▶ [WHAT TO DO]: Could the lines from the one with "Please mark every instance of the green lettuce" through the end of the listing be restated exactly, with nothing else included?

Rows from a pointing dataset:
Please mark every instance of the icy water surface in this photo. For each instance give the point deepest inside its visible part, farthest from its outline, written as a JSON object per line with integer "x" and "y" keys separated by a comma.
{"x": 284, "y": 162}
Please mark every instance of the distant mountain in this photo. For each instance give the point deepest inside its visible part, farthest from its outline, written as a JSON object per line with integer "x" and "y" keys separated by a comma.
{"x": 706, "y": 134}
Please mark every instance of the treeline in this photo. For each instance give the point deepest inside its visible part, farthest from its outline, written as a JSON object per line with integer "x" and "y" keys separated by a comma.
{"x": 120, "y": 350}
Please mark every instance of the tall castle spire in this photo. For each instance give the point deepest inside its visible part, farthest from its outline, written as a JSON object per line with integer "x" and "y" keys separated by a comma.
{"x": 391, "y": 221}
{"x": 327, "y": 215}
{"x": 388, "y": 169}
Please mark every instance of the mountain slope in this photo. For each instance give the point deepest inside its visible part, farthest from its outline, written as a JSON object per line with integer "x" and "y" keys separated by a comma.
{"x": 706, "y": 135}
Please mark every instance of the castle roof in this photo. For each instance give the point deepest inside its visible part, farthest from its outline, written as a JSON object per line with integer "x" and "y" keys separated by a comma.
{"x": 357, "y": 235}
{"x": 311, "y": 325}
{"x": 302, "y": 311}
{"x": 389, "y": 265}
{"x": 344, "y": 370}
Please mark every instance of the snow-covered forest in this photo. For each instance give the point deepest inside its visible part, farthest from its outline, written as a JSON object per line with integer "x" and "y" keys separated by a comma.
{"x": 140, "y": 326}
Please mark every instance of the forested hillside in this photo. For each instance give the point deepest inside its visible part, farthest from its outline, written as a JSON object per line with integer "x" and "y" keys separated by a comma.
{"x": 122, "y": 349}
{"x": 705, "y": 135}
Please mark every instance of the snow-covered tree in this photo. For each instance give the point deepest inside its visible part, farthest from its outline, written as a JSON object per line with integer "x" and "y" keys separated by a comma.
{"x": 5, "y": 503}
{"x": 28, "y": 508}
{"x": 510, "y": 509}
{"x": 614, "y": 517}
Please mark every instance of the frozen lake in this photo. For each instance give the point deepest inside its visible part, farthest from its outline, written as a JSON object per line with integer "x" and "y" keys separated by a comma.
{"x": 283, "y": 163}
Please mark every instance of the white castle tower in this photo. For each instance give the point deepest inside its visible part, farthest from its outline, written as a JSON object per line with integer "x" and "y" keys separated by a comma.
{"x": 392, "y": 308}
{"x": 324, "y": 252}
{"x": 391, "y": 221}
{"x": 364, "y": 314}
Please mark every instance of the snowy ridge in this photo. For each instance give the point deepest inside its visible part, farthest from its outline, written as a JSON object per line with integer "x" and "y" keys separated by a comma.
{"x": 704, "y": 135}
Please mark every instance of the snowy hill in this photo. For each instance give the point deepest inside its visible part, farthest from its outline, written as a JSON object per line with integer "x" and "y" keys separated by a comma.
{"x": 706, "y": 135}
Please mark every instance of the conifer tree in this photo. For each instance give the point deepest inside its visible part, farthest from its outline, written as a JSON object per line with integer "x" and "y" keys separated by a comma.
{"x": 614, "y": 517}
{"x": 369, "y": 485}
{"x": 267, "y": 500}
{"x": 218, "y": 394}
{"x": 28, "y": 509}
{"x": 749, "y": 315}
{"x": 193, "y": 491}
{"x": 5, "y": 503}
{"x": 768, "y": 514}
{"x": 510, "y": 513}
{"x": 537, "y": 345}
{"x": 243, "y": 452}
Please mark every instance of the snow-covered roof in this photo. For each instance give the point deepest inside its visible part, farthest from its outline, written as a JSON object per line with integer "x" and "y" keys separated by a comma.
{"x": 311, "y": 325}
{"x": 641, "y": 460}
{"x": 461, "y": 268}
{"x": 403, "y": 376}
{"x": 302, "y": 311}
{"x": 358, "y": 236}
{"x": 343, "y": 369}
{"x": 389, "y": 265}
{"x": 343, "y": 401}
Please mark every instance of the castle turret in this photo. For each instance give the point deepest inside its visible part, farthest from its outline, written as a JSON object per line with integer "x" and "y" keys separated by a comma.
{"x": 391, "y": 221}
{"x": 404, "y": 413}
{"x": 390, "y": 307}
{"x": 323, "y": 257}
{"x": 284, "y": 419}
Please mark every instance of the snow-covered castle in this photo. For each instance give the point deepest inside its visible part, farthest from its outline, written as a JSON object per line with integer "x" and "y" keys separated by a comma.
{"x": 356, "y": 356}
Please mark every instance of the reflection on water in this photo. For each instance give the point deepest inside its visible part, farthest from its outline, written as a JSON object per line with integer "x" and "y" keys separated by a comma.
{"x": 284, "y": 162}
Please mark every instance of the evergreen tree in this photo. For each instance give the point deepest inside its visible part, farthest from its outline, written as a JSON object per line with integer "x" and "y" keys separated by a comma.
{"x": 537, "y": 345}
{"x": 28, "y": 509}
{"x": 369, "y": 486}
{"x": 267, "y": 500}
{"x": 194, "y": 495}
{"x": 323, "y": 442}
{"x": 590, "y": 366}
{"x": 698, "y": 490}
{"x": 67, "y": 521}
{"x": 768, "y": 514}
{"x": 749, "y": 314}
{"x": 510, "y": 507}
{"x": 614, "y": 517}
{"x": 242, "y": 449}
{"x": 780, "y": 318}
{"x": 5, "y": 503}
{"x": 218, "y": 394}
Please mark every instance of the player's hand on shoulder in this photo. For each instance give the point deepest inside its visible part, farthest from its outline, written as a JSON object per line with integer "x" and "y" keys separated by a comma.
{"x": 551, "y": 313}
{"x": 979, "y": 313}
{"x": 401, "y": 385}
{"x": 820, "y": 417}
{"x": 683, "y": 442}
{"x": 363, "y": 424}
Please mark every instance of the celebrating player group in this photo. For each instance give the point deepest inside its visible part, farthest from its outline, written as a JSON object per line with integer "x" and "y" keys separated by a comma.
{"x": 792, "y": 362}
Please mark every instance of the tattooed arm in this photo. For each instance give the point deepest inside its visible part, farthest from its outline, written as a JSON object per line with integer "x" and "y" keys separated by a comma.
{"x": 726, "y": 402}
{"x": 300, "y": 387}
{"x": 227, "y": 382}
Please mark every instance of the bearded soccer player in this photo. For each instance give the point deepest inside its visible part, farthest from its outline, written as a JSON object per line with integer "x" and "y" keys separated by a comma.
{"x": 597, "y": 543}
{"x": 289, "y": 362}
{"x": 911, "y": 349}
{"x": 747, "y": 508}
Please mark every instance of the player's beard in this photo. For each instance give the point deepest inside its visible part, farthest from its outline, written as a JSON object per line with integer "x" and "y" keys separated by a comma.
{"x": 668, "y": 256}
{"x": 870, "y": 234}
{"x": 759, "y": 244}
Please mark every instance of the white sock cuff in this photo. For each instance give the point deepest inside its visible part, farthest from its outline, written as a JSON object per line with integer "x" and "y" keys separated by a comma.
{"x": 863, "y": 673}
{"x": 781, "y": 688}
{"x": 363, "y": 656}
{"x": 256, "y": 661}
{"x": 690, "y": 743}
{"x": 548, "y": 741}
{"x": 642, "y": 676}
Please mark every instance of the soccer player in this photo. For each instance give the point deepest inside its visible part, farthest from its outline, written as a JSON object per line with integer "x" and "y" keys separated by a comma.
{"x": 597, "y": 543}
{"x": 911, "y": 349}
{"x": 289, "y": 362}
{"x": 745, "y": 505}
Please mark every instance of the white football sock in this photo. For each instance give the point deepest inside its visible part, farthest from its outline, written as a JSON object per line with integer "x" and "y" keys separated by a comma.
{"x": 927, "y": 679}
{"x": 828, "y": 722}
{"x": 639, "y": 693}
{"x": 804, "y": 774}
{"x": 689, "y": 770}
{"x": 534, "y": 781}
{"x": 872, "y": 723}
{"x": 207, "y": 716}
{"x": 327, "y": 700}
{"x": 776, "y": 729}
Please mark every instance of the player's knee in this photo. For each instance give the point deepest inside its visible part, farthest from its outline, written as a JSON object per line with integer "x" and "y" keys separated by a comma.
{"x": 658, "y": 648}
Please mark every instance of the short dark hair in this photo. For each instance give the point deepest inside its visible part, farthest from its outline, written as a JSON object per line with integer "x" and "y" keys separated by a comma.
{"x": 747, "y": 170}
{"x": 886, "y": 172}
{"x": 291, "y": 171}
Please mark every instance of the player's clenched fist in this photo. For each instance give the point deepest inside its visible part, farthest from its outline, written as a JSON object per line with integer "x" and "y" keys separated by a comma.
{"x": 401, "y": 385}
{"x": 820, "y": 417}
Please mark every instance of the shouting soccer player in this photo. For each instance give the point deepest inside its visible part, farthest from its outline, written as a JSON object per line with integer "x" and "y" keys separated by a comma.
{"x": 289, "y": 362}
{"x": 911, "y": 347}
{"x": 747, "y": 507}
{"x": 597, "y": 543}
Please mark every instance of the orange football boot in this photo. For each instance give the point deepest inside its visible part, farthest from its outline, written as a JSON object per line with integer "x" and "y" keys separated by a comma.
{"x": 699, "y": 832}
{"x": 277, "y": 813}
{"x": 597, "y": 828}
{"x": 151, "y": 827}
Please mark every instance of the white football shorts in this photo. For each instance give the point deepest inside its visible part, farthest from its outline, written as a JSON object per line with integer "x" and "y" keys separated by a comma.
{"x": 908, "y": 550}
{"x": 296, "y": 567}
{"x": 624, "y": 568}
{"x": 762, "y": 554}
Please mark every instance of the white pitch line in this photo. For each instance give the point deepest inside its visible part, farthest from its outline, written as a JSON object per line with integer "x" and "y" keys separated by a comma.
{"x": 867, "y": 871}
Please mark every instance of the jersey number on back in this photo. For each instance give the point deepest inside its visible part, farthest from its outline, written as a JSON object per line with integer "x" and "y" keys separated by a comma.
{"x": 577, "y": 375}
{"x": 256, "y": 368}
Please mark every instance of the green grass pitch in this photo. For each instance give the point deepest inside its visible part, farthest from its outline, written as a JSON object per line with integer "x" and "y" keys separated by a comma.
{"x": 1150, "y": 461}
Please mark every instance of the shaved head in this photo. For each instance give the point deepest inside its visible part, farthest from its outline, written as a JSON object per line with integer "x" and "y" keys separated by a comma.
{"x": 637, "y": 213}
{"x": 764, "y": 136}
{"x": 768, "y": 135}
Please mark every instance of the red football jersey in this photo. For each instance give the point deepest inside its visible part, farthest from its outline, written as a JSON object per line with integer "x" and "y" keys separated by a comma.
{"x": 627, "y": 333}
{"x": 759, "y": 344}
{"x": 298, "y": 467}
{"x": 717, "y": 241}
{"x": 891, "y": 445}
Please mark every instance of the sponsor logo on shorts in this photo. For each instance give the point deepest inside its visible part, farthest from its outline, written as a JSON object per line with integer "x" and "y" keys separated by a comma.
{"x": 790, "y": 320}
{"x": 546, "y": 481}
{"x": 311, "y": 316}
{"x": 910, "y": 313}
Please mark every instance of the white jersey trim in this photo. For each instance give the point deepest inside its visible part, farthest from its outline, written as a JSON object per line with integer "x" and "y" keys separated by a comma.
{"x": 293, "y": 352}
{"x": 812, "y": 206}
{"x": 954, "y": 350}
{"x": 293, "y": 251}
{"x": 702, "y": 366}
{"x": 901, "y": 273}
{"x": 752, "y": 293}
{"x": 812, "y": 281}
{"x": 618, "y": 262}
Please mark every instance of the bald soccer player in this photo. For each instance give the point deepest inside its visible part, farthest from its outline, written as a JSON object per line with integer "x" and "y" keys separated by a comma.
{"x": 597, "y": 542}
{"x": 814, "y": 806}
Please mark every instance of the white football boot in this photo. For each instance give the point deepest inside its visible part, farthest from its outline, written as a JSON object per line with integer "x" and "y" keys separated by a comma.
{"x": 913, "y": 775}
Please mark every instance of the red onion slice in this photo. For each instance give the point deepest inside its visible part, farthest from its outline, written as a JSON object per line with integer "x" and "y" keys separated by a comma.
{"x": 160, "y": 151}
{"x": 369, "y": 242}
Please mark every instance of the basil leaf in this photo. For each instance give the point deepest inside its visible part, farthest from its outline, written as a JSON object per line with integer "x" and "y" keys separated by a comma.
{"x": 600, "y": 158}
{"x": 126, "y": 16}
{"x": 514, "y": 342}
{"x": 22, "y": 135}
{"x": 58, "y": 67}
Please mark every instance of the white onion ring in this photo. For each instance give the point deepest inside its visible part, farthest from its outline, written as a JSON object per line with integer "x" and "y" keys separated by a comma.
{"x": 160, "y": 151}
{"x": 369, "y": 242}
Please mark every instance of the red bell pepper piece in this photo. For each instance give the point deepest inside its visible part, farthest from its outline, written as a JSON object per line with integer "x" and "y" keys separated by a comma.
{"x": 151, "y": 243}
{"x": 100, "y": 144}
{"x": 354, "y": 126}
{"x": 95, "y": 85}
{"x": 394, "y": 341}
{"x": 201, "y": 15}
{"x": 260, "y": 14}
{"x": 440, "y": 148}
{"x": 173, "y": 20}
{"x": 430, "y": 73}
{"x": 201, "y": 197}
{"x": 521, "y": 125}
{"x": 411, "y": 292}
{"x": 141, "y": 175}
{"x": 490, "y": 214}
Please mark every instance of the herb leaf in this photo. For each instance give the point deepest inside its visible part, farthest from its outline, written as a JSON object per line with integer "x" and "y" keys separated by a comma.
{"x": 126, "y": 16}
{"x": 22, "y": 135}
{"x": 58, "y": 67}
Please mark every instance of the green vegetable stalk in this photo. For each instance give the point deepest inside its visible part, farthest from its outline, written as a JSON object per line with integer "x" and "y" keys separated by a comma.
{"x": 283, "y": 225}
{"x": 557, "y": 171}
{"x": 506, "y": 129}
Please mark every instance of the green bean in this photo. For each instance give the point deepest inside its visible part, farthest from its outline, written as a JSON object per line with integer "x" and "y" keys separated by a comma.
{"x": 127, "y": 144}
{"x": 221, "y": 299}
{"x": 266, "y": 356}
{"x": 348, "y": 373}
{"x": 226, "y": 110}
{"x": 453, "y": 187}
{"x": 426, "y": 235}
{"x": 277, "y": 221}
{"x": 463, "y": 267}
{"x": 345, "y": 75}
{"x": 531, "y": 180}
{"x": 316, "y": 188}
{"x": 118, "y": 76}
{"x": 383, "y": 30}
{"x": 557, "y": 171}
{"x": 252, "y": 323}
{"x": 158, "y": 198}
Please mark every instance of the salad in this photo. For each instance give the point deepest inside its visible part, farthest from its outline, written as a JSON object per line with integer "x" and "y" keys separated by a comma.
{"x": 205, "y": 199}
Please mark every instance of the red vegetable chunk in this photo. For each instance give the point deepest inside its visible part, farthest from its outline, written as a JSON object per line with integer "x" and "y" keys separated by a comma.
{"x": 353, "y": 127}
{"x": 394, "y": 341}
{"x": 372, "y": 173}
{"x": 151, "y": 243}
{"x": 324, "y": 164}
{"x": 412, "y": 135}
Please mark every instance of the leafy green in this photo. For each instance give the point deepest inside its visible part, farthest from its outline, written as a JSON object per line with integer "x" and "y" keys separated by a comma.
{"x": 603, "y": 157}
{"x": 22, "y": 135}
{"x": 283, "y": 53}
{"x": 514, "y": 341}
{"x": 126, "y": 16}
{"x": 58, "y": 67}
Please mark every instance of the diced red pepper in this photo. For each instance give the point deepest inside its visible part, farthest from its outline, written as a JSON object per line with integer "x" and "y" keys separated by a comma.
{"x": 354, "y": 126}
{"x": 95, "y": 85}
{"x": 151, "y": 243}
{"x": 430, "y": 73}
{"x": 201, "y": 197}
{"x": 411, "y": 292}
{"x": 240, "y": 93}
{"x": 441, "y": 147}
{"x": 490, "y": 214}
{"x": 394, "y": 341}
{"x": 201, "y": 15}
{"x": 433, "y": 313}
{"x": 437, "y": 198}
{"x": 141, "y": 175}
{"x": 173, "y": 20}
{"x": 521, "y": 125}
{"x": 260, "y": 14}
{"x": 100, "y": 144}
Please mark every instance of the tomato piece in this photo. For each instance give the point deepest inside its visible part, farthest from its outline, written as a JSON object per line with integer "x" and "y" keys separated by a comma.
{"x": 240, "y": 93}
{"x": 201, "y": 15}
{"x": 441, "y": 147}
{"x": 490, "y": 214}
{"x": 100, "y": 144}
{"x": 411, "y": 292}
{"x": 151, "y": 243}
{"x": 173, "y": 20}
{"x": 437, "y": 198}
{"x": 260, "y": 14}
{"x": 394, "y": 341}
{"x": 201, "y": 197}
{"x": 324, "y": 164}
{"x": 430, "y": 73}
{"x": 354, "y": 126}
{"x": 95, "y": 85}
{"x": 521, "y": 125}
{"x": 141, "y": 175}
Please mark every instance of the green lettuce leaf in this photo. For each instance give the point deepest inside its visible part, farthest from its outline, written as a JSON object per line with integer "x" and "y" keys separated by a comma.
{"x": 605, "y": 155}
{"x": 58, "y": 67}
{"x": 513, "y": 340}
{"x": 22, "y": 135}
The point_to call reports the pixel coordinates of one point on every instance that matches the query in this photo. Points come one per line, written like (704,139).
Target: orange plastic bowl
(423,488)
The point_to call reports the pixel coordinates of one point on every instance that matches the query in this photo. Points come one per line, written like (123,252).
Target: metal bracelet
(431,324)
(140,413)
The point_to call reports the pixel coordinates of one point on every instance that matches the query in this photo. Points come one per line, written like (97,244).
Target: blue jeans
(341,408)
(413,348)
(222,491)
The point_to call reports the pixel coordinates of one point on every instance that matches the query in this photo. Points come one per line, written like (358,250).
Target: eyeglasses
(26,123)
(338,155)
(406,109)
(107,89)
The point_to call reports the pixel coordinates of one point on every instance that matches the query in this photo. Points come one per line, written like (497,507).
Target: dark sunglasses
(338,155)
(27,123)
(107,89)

▶ [SOLUTION FOR THIS PROBLEM]:
Please mark every instance of the green lettuce leaf in this photo. For each instance give the point deepest inside its visible part, farthest from its outline, written as a JSON object per line with integer "x" and "y" keys separated by a comma.
{"x": 605, "y": 155}
{"x": 58, "y": 67}
{"x": 513, "y": 340}
{"x": 22, "y": 135}
The point_to call reports the pixel coordinates of one point on every instance that matches the query in this photo. Points come one per line, written like (704,139).
Target: orange plastic bowl
(423,488)
The point_to call reports the pixel coordinates of one point on every instance that matches the query in this photo. Points come one per line, written like (123,252).
Target: metal bracelet
(431,324)
(140,413)
The point_to call reports the pixel coordinates of one point on every instance that matches the query in this photo. Points come one per line, written like (97,244).
Target: blue jeans
(341,408)
(413,348)
(222,491)
The point_to call reports the pixel coordinates of one point on every instance that matches the query in this photo. Points come one per line, written like (358,250).
Target: eyeglasses
(26,123)
(338,155)
(406,109)
(107,89)
The point_to call reports the pixel coordinates of one point on every instance that matches the query in this photo. Points come one per line, written like (497,507).
Target: dark sunglasses
(338,155)
(27,123)
(107,89)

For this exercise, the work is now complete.